> _Given request_
Reproduce verbatim every line from the one containing "the guitar soundhole" down through the end of the rows below.

> _Items_
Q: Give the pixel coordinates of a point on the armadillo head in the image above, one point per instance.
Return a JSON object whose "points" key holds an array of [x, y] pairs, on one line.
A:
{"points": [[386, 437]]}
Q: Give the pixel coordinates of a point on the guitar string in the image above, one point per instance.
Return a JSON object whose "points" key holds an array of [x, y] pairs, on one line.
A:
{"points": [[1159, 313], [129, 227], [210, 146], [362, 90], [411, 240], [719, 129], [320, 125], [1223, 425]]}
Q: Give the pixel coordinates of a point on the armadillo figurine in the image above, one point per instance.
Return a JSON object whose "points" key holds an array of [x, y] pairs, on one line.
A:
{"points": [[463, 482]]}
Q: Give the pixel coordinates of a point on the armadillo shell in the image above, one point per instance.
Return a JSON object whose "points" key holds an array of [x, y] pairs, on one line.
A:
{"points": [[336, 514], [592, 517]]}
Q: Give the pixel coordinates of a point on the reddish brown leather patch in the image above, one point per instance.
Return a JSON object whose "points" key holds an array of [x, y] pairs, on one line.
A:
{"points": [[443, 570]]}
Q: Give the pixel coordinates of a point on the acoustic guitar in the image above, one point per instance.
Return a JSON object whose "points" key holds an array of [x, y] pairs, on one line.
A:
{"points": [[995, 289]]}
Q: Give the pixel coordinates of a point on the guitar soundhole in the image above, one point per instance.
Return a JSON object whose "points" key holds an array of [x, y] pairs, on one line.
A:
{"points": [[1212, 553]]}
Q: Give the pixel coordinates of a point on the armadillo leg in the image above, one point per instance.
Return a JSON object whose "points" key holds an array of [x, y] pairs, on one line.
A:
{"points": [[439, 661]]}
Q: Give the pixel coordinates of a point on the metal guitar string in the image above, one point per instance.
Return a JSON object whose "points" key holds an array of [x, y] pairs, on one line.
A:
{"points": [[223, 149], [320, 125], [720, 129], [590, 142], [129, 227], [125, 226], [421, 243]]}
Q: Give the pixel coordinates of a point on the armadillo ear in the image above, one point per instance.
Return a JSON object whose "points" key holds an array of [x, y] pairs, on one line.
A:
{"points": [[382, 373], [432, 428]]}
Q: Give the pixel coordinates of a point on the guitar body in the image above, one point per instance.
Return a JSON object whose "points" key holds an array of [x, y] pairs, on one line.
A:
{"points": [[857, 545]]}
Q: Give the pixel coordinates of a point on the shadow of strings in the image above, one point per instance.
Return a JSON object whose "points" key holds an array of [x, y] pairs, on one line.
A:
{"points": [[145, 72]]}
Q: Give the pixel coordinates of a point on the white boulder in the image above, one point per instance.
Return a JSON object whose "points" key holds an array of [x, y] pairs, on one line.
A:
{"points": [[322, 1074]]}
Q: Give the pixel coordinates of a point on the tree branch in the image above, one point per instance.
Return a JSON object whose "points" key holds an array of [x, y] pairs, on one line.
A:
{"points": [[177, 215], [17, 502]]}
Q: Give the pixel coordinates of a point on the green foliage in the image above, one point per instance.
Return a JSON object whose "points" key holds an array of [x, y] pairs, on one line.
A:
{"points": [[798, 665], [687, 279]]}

> _Solution_
Q: Give the pixel coordinates of a point on the guitar soundhole in the image above, one point per instance.
Return a JSON object whose "points" key holds an array of [x, y] pairs, on one line.
A:
{"points": [[1212, 553]]}
Q: Give the pixel coordinates of a point on the armadillo leg in the image above, one point per instance.
Return a JSON object whose "points" key holds an array of [x, y] pairs, on one line.
A:
{"points": [[439, 661]]}
Q: Give the pixel coordinates of a point on the metal guitar string in the image above, one point per instance.
Return a JSON object whose "points" key holds an array of [x, y] pairs, on one line.
A:
{"points": [[223, 149], [320, 125], [720, 129], [590, 142], [129, 227], [125, 226], [421, 243]]}
Q: Give the pixel coordinates of a point on the armadillo ear in the image above, one point per instance.
Return a JSON object whose "points" key holds an array of [x, y] pairs, on one line.
A:
{"points": [[382, 373], [432, 428]]}
Q: Give the pixel coordinates of a point on the guitar body in the image above, one point per instance.
Return a JSON object whose "points" key holds an array of [x, y] pairs, on one line.
A:
{"points": [[857, 545]]}
Q: Give the pixel coordinates of a point on the shadow of strings in the image above, one point per instance.
Return a JSON object whose "points" key holds an array of [x, y] pairs, on one line.
A:
{"points": [[145, 72]]}
Q: Give the pixel coordinates of a point on the white boulder in the image above, one point per instance.
Return a JSON object whose "points" key holds an array of [x, y] pairs, on one line.
A:
{"points": [[322, 1074]]}
Q: Give the pixel coordinates of a point on the tree branch in the image above, one point per instance.
Return a JSON object whose "points" key holds an array of [x, y] pairs, on one line.
A:
{"points": [[177, 215], [17, 502]]}
Q: Give the pixel coordinates of a point on the green foliage in the image above, one point per instance.
Return a JSON object whose "points" key holds an array of [x, y] pairs, on one line.
A:
{"points": [[798, 665], [687, 279]]}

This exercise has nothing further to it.